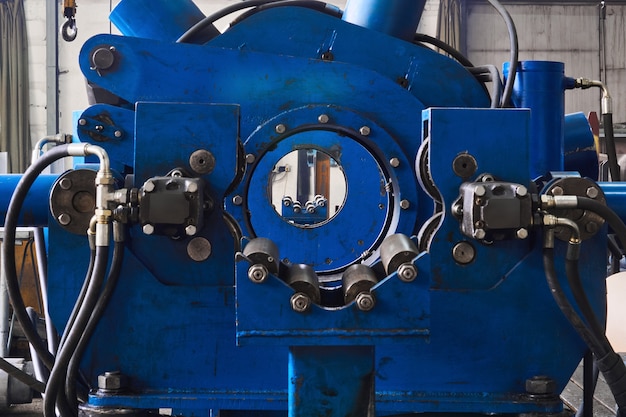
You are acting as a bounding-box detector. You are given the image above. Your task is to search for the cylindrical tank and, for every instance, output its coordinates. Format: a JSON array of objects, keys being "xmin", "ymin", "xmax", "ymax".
[
  {"xmin": 342, "ymin": 0, "xmax": 426, "ymax": 42},
  {"xmin": 504, "ymin": 61, "xmax": 566, "ymax": 180}
]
....
Except for the pictures, give the data again word for word.

» Reply:
You are acting as a bounding-box detector. You are given the image above. Your task is to search for the cylindrical tank and, for every instance, output its coordinates. Format: a JSON array of objects, keys being "xmin", "ymin", "xmax", "ymax".
[
  {"xmin": 342, "ymin": 0, "xmax": 426, "ymax": 42},
  {"xmin": 504, "ymin": 61, "xmax": 566, "ymax": 180}
]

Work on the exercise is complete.